What the task requires: Reproduce every line of the records below, their wording included, but rescale each x and y coordinate given as an answer by multiplying it by 0.65 and rounding to the nearest whole number, with halves rounded up. Omit the pictures from your reply.

--- Data lines ---

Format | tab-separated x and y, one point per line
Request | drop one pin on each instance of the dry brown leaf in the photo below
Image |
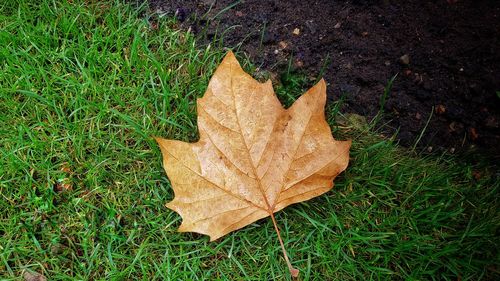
253	158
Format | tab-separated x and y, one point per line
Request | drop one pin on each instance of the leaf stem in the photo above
293	271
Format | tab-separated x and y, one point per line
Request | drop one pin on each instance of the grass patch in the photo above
83	87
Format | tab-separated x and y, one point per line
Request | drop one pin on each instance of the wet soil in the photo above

---

Answer for the task:
Format | tab-separated x and y, one point per line
Request | drop one pin on each instance of the dry brown leaf in the photo below
Image |
164	103
Format | tab-separated x and y, one point per line
Request | drop one pin on each instance of the leaf stem in the photo above
190	176
Format | tab-separated x and y, one point per line
Request | drop one pin on each instance of the grass patch in the photo above
54	57
Format | tab-separated x and y, one point per line
Request | drop one pin on each instance of the wet soil in the photo above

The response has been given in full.